(Requirement): Please transcribe the lines below word for word, leaving the pictures out of your answer.

[START OF Provided data]

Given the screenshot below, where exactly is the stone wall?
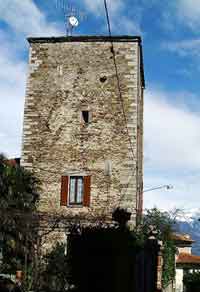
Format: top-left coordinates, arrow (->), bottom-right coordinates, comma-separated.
21,37 -> 143,222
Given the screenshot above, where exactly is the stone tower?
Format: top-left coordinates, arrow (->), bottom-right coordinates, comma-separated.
22,36 -> 144,223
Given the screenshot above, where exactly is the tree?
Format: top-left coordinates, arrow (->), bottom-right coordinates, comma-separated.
137,208 -> 176,288
0,154 -> 39,273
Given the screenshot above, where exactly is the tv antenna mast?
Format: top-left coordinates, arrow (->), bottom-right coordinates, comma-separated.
56,0 -> 86,36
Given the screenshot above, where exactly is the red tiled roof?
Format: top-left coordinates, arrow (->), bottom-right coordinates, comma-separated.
171,233 -> 195,244
176,253 -> 200,265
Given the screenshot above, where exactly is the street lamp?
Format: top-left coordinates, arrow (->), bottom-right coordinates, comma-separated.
143,185 -> 173,193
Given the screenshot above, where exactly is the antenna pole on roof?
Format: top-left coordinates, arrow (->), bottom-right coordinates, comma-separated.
56,0 -> 86,36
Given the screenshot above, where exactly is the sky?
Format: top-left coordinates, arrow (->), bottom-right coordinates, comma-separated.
0,0 -> 200,210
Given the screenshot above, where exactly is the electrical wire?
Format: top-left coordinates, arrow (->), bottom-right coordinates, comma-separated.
104,0 -> 138,209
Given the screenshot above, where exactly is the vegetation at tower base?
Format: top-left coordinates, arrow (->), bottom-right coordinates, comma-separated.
0,155 -> 39,274
139,208 -> 176,288
41,210 -> 174,292
183,272 -> 200,292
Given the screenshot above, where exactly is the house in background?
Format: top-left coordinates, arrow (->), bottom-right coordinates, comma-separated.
21,36 -> 145,234
173,234 -> 200,292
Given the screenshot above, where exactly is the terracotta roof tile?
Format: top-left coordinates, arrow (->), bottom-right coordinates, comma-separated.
176,253 -> 200,265
172,233 -> 195,244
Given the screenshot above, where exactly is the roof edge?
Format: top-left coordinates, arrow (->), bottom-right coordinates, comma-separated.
27,35 -> 141,43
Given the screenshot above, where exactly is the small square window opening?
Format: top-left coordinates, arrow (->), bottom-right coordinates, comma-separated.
82,111 -> 90,124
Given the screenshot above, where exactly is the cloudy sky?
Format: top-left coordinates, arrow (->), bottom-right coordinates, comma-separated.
0,0 -> 200,209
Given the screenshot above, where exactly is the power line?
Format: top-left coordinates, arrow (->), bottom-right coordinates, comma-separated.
104,0 -> 135,160
104,0 -> 138,210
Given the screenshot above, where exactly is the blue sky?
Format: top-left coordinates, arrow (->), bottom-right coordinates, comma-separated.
0,0 -> 200,209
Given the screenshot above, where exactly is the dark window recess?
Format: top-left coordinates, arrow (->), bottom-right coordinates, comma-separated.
82,111 -> 89,124
100,76 -> 107,83
69,176 -> 84,205
60,176 -> 91,207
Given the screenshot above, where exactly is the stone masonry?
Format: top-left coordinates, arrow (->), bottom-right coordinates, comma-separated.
21,36 -> 144,223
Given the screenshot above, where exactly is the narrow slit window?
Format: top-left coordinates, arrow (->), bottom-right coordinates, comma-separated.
82,111 -> 89,124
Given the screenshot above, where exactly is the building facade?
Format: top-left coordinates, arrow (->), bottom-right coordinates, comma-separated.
21,36 -> 144,223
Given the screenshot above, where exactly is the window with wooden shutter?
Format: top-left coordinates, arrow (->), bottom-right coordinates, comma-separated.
69,176 -> 84,205
83,176 -> 91,207
61,176 -> 91,207
60,176 -> 69,206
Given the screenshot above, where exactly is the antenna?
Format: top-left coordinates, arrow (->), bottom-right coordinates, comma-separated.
56,0 -> 86,36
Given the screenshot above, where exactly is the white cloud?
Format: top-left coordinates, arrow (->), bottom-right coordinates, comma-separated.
176,0 -> 200,31
0,31 -> 26,157
162,38 -> 200,57
84,0 -> 124,16
84,0 -> 142,34
144,91 -> 200,171
144,89 -> 200,210
0,0 -> 59,36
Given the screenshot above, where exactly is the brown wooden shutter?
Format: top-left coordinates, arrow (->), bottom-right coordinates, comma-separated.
83,176 -> 91,207
60,176 -> 69,206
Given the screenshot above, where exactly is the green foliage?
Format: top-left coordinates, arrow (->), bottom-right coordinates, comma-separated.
162,240 -> 176,288
183,272 -> 200,292
138,208 -> 176,287
42,244 -> 69,291
0,155 -> 39,273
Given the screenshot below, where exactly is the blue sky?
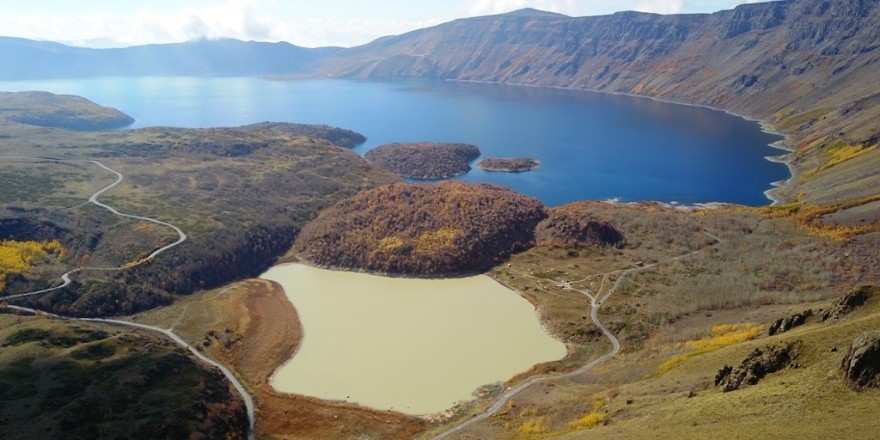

[END OF Provided data]

(Exercise result):
Given the screenshot below, where exactly is the stone wall?
Format: top-left coordinates, arrow (->), bottom-right coordinates, comma-separated.
21,37 -> 143,222
Given the screenshot above, where exactly is the stone tower?
Format: top-left coordinates, arrow (->), bottom-right coordinates, comma-separated.
22,36 -> 144,223
Given the screenshot above, where exactly is the tree?
Format: top-left coordinates, arrow (->), bottom-right coordinates, comma-separated.
137,208 -> 176,288
0,154 -> 39,273
Given the screenshot above, where exactly is the tv antenna mast?
Format: top-left coordinates, arrow (->), bottom-right coordinates, comma-separated.
56,0 -> 86,36
Given the screenshot above, where exactly is the red tiled roof?
Format: top-left coordinates, arrow (->), bottom-right coordinates, comma-separated.
171,233 -> 195,244
176,253 -> 200,265
Given the screenshot above, where exactly is the street lamp?
Format: top-left coordinates, arrow (->), bottom-right coordinates, comma-separated.
143,185 -> 173,193
Given the screenshot above, where exactly is the antenna pole on roof?
Format: top-left coordinates, arrow (->), bottom-right coordinates, comma-separated.
56,0 -> 86,36
Given the screenshot above, where exactly is the sky?
Format: top-left coordinates, arrow (->), bottom-right coordinates, comma-separated.
0,0 -> 200,210
Given the screenshot above, where exactly is the electrical wire?
Format: top-left coordinates, arrow (->), bottom-right coordinates, comma-separated.
104,0 -> 138,209
Given the screenshot above, where exactly is the vegetation at tower base?
Format: top-left coordinates, arrow (->), bottom-right coordinates, comma-separated.
0,155 -> 39,274
139,208 -> 176,288
41,210 -> 174,292
183,272 -> 200,292
Given the screenshot above, where exactly is the house in background?
Format: top-left coordinates, arrow (->), bottom-right coordinates, comma-separated.
21,36 -> 145,234
173,234 -> 200,292
Given the screenshot above, where exactly is the terracotta roof tile?
Format: top-left coordinates, arrow (->), bottom-right coordinates, comma-separated.
176,253 -> 200,265
172,233 -> 195,244
Given the screenshot above, where exactly is the roof edge?
Format: top-left coordinates, arrow (->), bottom-right coordinates, comma-separated.
27,35 -> 141,43
Given the screenshot above, where exactly is the small square window opening?
Format: top-left coordinates, arrow (->), bottom-right coordinates, comma-separated.
82,111 -> 90,124
Given the screenshot above, where exactly is the cloudy sky?
Format: top-left coordinates, arrow (->), bottom-right coordinates, comma-separated.
0,0 -> 200,209
Given the screenshot above, where exactly is the power line?
Format: top-left coordinates, arrow (->), bottom-right coordinates, comma-separated.
104,0 -> 135,160
104,0 -> 138,210
Given the screenshot above, where exactly is the blue sky?
Format: top-left coordinates, arrow (->), bottom-right coordinates, comma-separated.
0,0 -> 200,209
Given the screenshot above, where exactly is the dark window recess?
Format: top-left coordinates, arrow (->), bottom-right coordinates, comma-separated.
82,111 -> 89,124
100,76 -> 107,83
69,176 -> 84,205
60,176 -> 91,207
Given the screenshot above, where exactly is the stone masonry?
Format: top-left coordinates, arrow (->), bottom-right coordinates, comma-separated.
21,36 -> 144,223
Given the screenshot above, where exactly is the narrow slit window?
Format: top-left coordinates, arrow (->), bottom-right coordinates, comma-separated.
82,111 -> 89,124
Given the screenshot above, where exactly is the building facade?
Format: top-left coordinates, arrow (->), bottom-right coordinates, comma-separated.
21,36 -> 144,223
Given the screenshot above, where exactly is the window with wooden shutter?
Format: top-left coordinates, arrow (->), bottom-right coordinates, comma-separated.
69,176 -> 84,205
83,176 -> 91,207
61,176 -> 91,207
60,176 -> 69,206
Given the screenshot above, where exactly is the antenna?
Format: top-left coordinates, arrow (->), bottom-right coordinates, comma-separated.
56,0 -> 86,36
Given the screenshot above, where exactly is the white cloud?
Format: top-left coordinates, arrow (->), bottom-right coordinates, comma-separated.
176,0 -> 200,31
0,31 -> 26,157
162,38 -> 200,57
84,0 -> 124,16
84,0 -> 142,34
144,91 -> 200,171
144,89 -> 200,210
0,0 -> 59,36
Given the screenshot above, where exactly is the brown wooden shutter?
Format: top-left coordinates, arrow (->), bottom-right coordinates, comma-separated.
83,176 -> 91,207
60,176 -> 69,206
Given the screenshot above, where exactly is the green foliage?
Format: top-left coordinates, arrow (->), bottom-right coordinates, comma-separated.
162,240 -> 176,288
183,272 -> 200,292
138,208 -> 176,287
42,244 -> 69,291
0,155 -> 39,273
Given the screenshot below, where exactly is the blue sky?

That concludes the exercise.